> REQUIREMENT: Extract the complete data exactly as given.

---*---

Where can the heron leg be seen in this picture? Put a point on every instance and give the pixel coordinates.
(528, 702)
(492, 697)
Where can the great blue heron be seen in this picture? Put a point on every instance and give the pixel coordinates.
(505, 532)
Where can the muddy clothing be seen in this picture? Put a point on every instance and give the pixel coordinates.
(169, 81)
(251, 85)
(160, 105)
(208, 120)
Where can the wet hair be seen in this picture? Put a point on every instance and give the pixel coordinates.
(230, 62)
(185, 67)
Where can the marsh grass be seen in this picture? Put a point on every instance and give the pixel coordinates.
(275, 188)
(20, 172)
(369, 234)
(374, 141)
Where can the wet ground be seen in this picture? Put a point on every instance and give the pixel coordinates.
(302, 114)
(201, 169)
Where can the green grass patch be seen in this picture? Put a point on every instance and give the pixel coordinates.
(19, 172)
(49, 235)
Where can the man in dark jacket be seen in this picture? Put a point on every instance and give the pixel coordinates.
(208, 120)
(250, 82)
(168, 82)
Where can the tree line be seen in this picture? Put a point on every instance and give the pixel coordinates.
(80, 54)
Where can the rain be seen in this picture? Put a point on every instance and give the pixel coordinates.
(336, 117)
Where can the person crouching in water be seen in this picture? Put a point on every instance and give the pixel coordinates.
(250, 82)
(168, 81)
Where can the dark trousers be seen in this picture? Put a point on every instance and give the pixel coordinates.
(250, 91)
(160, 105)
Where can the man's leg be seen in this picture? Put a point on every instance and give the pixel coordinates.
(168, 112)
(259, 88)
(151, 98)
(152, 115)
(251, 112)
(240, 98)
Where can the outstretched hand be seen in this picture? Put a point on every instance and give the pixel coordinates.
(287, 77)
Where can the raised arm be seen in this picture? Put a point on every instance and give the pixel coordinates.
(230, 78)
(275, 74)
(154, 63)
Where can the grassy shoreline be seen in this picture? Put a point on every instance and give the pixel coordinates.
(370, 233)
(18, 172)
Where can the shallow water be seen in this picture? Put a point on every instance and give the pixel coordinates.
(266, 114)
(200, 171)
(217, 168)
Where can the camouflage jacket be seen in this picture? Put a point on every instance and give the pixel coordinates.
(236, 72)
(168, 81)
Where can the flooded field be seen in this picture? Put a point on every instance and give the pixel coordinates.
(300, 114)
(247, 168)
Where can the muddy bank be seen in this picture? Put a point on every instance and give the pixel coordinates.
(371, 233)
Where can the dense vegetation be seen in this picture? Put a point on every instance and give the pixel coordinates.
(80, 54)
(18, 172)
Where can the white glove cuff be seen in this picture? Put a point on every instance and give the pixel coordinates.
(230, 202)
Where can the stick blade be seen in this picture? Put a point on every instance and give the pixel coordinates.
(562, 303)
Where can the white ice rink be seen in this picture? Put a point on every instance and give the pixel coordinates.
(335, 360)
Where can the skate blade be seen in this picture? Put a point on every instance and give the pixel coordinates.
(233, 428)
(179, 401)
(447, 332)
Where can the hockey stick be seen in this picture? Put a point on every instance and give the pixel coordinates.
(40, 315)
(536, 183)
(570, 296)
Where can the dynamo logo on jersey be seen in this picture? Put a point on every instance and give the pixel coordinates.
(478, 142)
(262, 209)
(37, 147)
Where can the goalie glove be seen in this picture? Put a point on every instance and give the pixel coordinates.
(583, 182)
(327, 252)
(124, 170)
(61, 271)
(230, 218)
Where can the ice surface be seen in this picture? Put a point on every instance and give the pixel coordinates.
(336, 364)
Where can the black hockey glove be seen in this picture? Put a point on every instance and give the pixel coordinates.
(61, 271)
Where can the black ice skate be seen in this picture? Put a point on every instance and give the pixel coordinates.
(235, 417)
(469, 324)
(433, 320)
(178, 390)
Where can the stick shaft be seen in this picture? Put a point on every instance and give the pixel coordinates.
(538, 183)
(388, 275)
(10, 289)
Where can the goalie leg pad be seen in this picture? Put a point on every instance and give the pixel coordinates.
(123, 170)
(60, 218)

---*---

> WRITTEN RESPONSE:
Where can the heron leg be seen in this picture? Put a point on every instance and give the pixel coordinates.
(528, 702)
(492, 697)
Where can the great blue heron be seen in this picture? Put a point on every instance and give the pixel coordinates.
(505, 532)
Where can the muddy clothing be seen in this picture? Put a point on every instance and give the pixel coordinates.
(169, 81)
(251, 85)
(160, 105)
(208, 120)
Where can the wet hair be seen in this picture? Put a point on every instance and give the pixel coordinates.
(230, 62)
(185, 67)
Where can the marsh grass be seen in this picture? Put a point on every instance and give the pixel coordinates.
(275, 188)
(20, 172)
(369, 234)
(374, 141)
Where can the wet ground be seen in this picture? Put a point on every instance and give the pixel coordinates.
(302, 114)
(201, 169)
Where can the green grass patch be seen in this picture? Put a point on every instance and give the pixel coordinates.
(19, 172)
(49, 235)
Where can the man in dark jacket be seen in this picture? Put a point on every instance and give the pixel coordinates.
(208, 120)
(250, 82)
(168, 82)
Where can the tree line be seen in this picture? Put a point on every instance and give the pixel coordinates.
(80, 54)
Where can the rain be seen in this picture? Put a point on every instance and give the pixel coordinates.
(336, 117)
Where can the person crouching in water be seen in this picture? Put a point on every instance and give the pixel coordinates.
(250, 82)
(168, 81)
Where can the dark trousers be seen in this picture? Put a point on every instance and give the pixel coordinates.
(250, 91)
(160, 105)
Where can the man's leg be seen in this picture? Put a point on every instance and give the pixel coordinates.
(168, 112)
(259, 88)
(151, 98)
(152, 115)
(251, 112)
(240, 98)
Where can the outstretched hand be seen in this picture? Put a point on every instance and give the pixel coordinates.
(287, 77)
Where can the raised arm be seen in this picture? Put a point on every instance and give the pixel coordinates.
(230, 78)
(275, 74)
(154, 63)
Where can the grassy shoreline be seen in this picture? Put a point on every instance and give the pixel coordinates.
(370, 233)
(18, 172)
Where can the shallow water be seen in this picture? Put a point on every instance and give the pixel coordinates.
(266, 114)
(200, 171)
(217, 168)
Where can the camouflage jacket be seen in this picture? Put a point on every instance and give the pixel coordinates.
(236, 72)
(168, 81)
Where can the flooded field be seen in this picture? Put a point on every instance and give the pixel coordinates.
(300, 114)
(247, 168)
Where can the muddy bank be seen in this picture? Put a point on every instance and give the pixel coordinates.
(371, 233)
Where can the dense vegetation be seen in this picture? Put a point on every instance and give the pixel coordinates.
(80, 54)
(18, 172)
Where can the white glove cuff be seen in this picture? Put a point on every instance and give the pixel coordinates.
(230, 202)
Where can the stick blade be seen in this picture? Put a point on every instance and give the pixel coordinates.
(562, 303)
Where can the white ice rink be seen in this picture? Put a point on every instance and give the pixel coordinates.
(335, 360)
Where can the skate blade be seen in this picture? Put a point on every instance and give the pixel coordinates.
(233, 428)
(179, 401)
(447, 332)
Where can the hockey stick be seen in this picture? Put a point on every instance and give the pixel coordinates.
(40, 315)
(536, 183)
(570, 296)
Where can the dynamo logo on jersey be seen in this picture? Put a point on every instance and give the pixel coordinates.
(478, 142)
(262, 209)
(37, 147)
Where can the goalie glove be seen in this picture? Put a point on every instance and give the pixel coordinates.
(583, 182)
(327, 252)
(124, 170)
(61, 271)
(230, 218)
Where can the ice surface be seen in this picture? Put a point on every instance and give the pixel coordinates.
(336, 364)
Where can the black hockey glove be seen in this picture? Put a point on every instance and give the pixel coordinates.
(61, 271)
Where can the black ice skate be seen in this picture? Put a point on every instance and give the pixel coordinates.
(235, 417)
(469, 324)
(433, 320)
(178, 390)
Where can the stick shaft be seen in this picture? Put a point on every instance and give the pixel coordinates.
(538, 183)
(388, 275)
(10, 289)
Where can the goalie leg pad be seen in this picture? Put a point on every instance and give the pixel coordinates.
(123, 170)
(60, 218)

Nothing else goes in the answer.